**GOAL:**
Resume the tennis match roundup after its last sentence, keeping its tone and style.

**DOCUMENT TEXT:**

*****

Remember how I said Rajeev Ram was a winnable match on hard courts for 2011 Challenger Tennis Player To Watch Tsung-Hua Yang? Well, you shouldn’t. With crap tips like that one, you shouldn’t be committing any of my drivel to your precious memory. Ram won 6-7(7) 6-3 6-0. Two consecutive breaks to start the match, then Ram up a soon-relinquished break in the first, and the 19 year-old took the tiebreak on his third set point. On serve until 3-2 in the second, and then Ram won 9 of the last 10 games, with 75 percent of return points won in the third set (even with Yang serving 50 percent). Not too sure what happened there. But good win for the Raj, who’ll meet 5th seeded Lukas Rosol in the 2nd round, himself a 7-6(6) 7-6(5) winner over Rik de Voest.

Impatient wildcard Michael Yani finally got on the court to administer a 6-1 7-6(4) first round dismantling of nouveau Zealander Artem Sitak. Second seeded Go Soeda saved a set point in the first before defeating the inquisitive Freddie Nielsen 7-6(7) 6-3, while third seed Paolo Lorenzi didn’t even bother saving the set point he faced in the second set, winning the match in three instead, 6-4 3-6 6-3. Different strokes…

Seventh seed Thiago Alves was rudely double-sticked by Tatsuma Ito (I bet they were thunder sticks, too) while Swiss qualifier Michael Lammer forewent the second “m” in his surname to lose a third set 1-6 to Ivo Klec. And not only did he lose the third set, but also the match! Shocking, I know, but totally true.

*****

Part of a data file
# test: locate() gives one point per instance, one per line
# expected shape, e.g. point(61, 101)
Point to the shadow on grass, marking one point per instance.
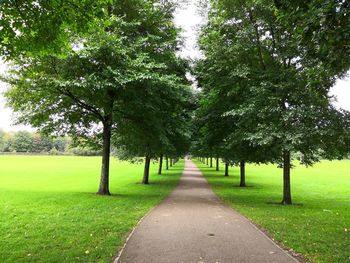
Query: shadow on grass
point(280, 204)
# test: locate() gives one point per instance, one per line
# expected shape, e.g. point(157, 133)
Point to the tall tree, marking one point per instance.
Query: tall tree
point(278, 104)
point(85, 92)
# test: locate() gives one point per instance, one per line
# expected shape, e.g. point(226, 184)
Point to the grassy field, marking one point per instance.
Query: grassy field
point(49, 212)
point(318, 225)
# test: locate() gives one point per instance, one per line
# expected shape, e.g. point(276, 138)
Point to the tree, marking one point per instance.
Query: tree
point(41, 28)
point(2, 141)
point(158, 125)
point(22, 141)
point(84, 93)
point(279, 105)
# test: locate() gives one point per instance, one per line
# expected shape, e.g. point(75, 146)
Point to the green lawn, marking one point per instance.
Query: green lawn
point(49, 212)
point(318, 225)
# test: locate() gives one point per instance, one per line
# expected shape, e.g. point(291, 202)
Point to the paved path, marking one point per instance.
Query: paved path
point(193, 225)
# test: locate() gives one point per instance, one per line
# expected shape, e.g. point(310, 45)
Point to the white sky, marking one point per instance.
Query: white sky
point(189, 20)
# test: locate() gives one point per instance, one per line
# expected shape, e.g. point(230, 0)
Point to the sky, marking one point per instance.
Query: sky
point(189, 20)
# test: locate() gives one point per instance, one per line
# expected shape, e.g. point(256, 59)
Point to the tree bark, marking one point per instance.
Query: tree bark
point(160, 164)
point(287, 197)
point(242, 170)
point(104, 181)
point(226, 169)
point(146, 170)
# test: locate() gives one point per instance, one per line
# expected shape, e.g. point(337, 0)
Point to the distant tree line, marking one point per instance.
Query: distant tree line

*****

**RESPONSE BELOW:**
Reunion Island

Brought to you today by our kind and graciously-blogging host, Harri Heliovaara, who is to Reunion Island what Mr. Rourke was to Fantasy Island (if Mr. Rourke blogged, that is – which he very well may have, on Fantasy Island) (Vincent Millot, of course, is playing the role of Tattoo all week):

“If today’s match should be described in one word, it would be the heat,” writes Harri (yo, Double H, that’s two words, buddy! No worries – I blame Google Translate. As you were saying…), “According to locals, this was the hottest summer day, and the match was, moreover, even the hottest days of the time between one and three.” On such a summer’s day, Helio defeated Canada’s Pierre-Ludovic Duclos, 3-6 6-1 6-1. He’ll face sixth seed Yuri Schukin in the next round, whom he describes thusly (according to the mischievous GT): “Schukin is at its best from the rear, and his basic compliance are secure and smooth.” You know, I’ve heard that about him! (Schukin beat Alexander Peya 7-5 6-0, by the way). Other results on the day:

Daniele Giorgini d Niels Desein 7-5 6-4, Andreas Haider Maurer d Fritz Wolmarans 7-6(4) 7-6(14) (FOURTEEN!), Augustin Gensse continues his WATCH Listworthy play and beat Philipp Oswald 2 & 2, while [5] Edouard Roger-Vasselin put the kibosh on the fabbulousity that is Thomas Fabbiano 6-7(1) 6-3 6-1.